Given the diversity of countries and cultures, there were naturally conflicting opinions on the do’s and don’ts of mile high manners. The results are food for thought for those taking flight.

The airline tackled what it considered to be the four biggest areas of contention: Should you take off your shoes and socks in flight? Who owns the armrest? Should you engage in pillow talk with your seatmate? And what are the rules about waking a sleeping neighbor?

Shoes and socks on or off? Not surprisingly, travelers overwhelmingly agreed that removing your socks is unacceptable, but taking off your shoes is all right. The one group taking the opposite approach was the Italians. Apparently, taking off either is tantamount to undressing in flight. My perspective on this is that it’s fine to take off your shoes as long as your socks are clean. And no bare feet, no matter when you last washed them.

Who owns the rights to the armrest? There was general agreement that every flier should have at least one. The point of contention was the middle seat. Is that passenger entitled to one, two or none? American and British fliers seemed to want to claim both armrests; whereas the French, Germans and Italians said that he who asks first shall prevail. Now that hardly seems fair to me. The poor soul who is wedged in a middle seat ought to be given more consideration. Besides, I can never recall hearing anyone asking permission for an armrest. More often than not there is a silent battle between seatmates.
....................
> **Given instruction**: According to the passage on in-flight manners, which group of travelers disagreed with the majority about removing shoes during a flight?

Records excerpted from a collection:
....................
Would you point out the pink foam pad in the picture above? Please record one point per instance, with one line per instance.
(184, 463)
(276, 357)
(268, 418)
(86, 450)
....................
> **Result for this task**: The Italians.